SUPERIOR COURT OF NEW JERSEY APPELLATE DIVISION
Jan 11, 2018
DOCKET NO. A-1803-15T2 (App. Div. Jan. 11, 2018)

Opinion

DOCKET NO. A-1803-15T2

01-11-2018

STATE OF NEW JERSEY, Plaintiff-Respondent, v. JOSEPH HOO, Defendant-Appellant.

Jane M. Personette argued the cause for appellant (Law Offices of Brian J. Neary, attorneys; Brian J. Neary, of counsel; S. Emile Lisboa, IV, on the brief). Suzanne E. Cevasco, Assistant Prosecutor, argued the cause for respondent (Gurbir S. Grewal, Bergen County Prosecutor, attorney; Suzanne E. Cevasco, of counsel and on the brief).


NOT FOR PUBLICATION WITHOUT THE APPROVAL OF THE APPELLATE DIVISION

This opinion shall not "constitute precedent or be binding upon any court." Although it is posted on the internet, this opinion is binding only on the parties in the case and its use in other cases is limited. R. 1:36-3. Before Judges Fisher, Sumners and Moynihan. On appeal from Superior Court of New Jersey, Law Division, Bergen County, Municipal Appeal No. 003-03-15. Jane M. Personette argued the cause for appellant (Law Offices of Brian J. Neary, attorneys; Brian J. Neary, of counsel; S. Emile Lisboa, IV, on the brief). Suzanne E. Cevasco, Assistant Prosecutor, argued the cause for respondent (Gurbir S. Grewal, Bergen County Prosecutor, attorney; Suzanne E. Cevasco, of counsel and on the brief). PER CURIAM

After a municipal trial, followed by a trial de novo in the Law Division, defendant was convicted of disorderly conduct, N.J.S.A. 2C:33-2(a)(2), and sentenced to a one-year period of probation, a $506 fine, and $33 in court costs.

According to the order under review, the one-year probationary term was completed by the time the Law Division judge imposed sentence. --------

The evidence found credible reveals that on Thanksgiving Day 2013, defendant — miffed at not being invited for dinner — drove to the victim's New Milford home for an explanation. Defendant exited his vehicle and approached the premises yelling and waving a machete. Defendant's brother convinced defendant to put away the machete, and defendant complied, but he continued to loudly berate and threaten the victim with statements such as, "I will get you, you better watch your back."

* Records supplied:
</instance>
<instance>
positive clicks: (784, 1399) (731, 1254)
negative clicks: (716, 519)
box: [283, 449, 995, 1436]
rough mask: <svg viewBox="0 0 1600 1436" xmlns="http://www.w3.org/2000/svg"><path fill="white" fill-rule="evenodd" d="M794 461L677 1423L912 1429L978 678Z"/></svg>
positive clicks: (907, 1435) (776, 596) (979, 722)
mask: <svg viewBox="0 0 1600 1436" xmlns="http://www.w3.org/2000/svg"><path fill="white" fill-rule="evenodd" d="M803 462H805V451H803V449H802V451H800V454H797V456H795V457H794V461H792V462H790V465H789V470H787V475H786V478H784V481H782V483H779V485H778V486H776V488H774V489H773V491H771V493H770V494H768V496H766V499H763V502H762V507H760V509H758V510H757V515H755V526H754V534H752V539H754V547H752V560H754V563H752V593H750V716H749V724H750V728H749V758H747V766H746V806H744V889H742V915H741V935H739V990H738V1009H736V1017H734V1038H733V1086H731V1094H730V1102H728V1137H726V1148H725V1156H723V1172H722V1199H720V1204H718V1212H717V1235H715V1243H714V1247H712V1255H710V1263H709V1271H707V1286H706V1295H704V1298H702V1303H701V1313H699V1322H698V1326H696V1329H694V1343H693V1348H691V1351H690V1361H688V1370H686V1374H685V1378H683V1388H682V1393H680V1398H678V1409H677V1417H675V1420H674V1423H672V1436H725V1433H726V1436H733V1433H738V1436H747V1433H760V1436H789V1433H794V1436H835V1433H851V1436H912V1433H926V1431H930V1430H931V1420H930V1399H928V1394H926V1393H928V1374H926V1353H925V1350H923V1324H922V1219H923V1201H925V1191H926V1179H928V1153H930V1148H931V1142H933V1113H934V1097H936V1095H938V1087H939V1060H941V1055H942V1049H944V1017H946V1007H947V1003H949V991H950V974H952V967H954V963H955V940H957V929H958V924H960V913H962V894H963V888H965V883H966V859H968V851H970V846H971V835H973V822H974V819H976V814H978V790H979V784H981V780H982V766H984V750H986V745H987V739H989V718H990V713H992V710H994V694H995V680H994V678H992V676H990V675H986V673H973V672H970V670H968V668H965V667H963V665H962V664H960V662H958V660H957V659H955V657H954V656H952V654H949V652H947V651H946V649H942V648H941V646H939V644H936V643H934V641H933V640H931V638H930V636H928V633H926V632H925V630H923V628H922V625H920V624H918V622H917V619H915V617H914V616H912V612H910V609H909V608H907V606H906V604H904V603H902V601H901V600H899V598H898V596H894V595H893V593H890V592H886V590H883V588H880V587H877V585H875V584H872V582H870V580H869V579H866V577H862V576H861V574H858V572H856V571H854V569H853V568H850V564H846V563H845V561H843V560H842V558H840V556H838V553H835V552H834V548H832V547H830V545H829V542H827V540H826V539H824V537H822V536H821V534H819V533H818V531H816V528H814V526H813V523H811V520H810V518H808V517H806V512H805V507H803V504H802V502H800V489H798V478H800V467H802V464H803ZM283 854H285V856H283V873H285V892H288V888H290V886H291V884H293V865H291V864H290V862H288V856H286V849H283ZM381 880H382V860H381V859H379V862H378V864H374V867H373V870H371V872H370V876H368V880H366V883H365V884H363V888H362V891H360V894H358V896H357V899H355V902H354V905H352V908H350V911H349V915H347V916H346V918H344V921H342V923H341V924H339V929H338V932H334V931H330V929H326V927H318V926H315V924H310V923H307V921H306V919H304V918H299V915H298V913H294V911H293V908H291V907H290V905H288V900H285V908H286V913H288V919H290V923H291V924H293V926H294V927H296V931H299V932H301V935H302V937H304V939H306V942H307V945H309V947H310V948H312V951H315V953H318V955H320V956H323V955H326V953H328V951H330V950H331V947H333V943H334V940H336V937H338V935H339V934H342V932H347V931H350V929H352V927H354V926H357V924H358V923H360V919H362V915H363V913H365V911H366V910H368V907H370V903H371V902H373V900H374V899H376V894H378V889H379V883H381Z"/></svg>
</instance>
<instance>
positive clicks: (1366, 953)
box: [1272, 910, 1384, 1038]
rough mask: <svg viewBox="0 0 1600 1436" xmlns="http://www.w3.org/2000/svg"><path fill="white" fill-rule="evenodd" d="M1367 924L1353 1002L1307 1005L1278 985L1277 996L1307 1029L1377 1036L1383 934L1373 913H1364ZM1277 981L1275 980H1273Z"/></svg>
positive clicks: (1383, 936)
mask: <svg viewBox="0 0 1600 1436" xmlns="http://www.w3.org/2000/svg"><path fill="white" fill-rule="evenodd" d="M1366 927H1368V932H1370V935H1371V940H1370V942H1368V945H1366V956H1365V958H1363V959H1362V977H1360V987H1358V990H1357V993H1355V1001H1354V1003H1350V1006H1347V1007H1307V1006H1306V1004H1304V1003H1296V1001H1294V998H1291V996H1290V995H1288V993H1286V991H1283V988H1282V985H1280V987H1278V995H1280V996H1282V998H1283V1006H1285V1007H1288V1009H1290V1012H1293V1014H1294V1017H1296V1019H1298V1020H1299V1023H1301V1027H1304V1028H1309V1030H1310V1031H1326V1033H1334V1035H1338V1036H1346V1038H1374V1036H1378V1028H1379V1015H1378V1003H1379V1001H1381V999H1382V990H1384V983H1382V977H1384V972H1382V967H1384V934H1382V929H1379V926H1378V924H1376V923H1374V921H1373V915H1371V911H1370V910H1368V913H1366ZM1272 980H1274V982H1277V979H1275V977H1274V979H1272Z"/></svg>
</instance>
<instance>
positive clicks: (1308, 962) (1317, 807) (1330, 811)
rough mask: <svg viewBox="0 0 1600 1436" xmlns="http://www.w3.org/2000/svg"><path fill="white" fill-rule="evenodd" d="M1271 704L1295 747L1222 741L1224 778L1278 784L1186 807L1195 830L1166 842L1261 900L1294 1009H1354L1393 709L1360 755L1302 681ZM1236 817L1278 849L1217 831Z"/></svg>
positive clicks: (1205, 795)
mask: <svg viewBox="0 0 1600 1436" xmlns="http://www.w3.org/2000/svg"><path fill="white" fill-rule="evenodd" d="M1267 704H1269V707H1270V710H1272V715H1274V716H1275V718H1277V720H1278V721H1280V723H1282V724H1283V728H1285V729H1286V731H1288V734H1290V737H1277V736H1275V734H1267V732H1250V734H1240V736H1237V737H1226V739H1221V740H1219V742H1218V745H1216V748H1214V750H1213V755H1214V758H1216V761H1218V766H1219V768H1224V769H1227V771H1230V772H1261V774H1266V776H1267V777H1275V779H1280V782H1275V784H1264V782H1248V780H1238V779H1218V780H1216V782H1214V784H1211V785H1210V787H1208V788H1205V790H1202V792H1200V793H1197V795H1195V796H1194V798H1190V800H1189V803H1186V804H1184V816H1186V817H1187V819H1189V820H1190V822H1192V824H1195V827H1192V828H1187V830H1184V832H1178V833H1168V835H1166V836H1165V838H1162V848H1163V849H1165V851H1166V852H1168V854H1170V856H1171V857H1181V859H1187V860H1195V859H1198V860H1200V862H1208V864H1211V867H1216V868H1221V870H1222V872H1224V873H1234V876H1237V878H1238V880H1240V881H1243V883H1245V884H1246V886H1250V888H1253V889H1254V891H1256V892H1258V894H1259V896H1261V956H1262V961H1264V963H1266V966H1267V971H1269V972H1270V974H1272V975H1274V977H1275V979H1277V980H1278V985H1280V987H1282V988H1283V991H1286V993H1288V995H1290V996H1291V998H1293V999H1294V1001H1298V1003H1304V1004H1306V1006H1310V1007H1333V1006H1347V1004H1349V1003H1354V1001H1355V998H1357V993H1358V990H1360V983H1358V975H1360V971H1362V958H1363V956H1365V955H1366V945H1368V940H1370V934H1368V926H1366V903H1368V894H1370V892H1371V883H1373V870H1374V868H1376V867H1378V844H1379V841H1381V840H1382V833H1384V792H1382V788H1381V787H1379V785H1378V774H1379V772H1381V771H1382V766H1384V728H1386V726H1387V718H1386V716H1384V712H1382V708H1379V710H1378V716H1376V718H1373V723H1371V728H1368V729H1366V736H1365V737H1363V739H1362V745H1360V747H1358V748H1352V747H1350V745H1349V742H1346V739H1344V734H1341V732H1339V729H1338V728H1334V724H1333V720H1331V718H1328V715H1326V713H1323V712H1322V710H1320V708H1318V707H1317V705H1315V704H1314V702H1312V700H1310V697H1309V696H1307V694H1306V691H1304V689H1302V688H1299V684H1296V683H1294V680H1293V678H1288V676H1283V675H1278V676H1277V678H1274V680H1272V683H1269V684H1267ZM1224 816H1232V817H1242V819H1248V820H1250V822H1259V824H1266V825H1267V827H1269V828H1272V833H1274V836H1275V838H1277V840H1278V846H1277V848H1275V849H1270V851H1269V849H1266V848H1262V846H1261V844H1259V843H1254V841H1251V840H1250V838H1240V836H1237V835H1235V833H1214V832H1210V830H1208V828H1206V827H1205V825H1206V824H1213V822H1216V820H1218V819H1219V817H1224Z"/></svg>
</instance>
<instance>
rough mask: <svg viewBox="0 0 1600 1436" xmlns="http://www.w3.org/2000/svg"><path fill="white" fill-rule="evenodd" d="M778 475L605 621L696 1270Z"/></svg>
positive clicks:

* Work item:
Write the next part of the court opinion in State of New Jersey v. Joseph Hoo, starting after its final sentence. The lines above are drawn from a separate source unrelated to the court opinion.

* Exercise output:
Police were called. Defendant had started to drive away from the area as police arrived. His vehicle was stopped, and defendant was required to exit his vehicle. He was patted down in light of the information the officers had received about a machete. A detective walked around defendant's minivan and observed a machete and two baseball bats in plain view as he looked through the rear window. The machete and other irrelevant items were seized.

Defendant moved to suppress the machete, arguing it was recovered through an unconstitutional warrantless seizure; the suppression motion was denied by both the municipal judge and the Law Division judge.

Although charged with other offenses, the Law Division judge convicted defendant only of a violation of N.J.S.A. 2C:33-2(a)(2), which provides that an actor is guilty of a petty disorderly persons offense, "if with purpose to cause public inconvenience, annoyance or alarm" the actor "[c]reates a hazardous or physically dangerous condition by any act which serves no legitimate purpose of the actor."

In appealing, defendant argues:

I. THE COURT SHOULD VACATE APPELLANT'S CONVICTION FOR VIOLATION OF N.J.S.A. 2C:33-2(a)(2), AS THERE IS NO EVIDENCE OF PUBLIC INCONVENIENCE, ANNOYANCE, OR ALARM, AND THEREFORE NO BASIS FOR SAID VIOLATION AND CONVICTION.

II. THE COURT MUST EXCLUDE FROM EVIDENCE ANY ITEMS OBTAINED FROM MR. HOO'S VEHICLE BECAUSE THE OFFICERS' SEARCH OF MR. HOO'S CAR WAS WITHOUT PROBABLE CAUSES, A WARRANT OR CONSENT.

III. THE COURT MUST VACATE APPELLANT'S CONVICTIONS BECAUSE FINDINGS OF FACT WERE TAINTED BY MUNICIPAL COURT JUDGE'S ADMITTED BIAS.
We find insufficient merit in these arguments to warrant discussion in a written opinion. R. 2:11-3(e)(2). We add only the following few comments.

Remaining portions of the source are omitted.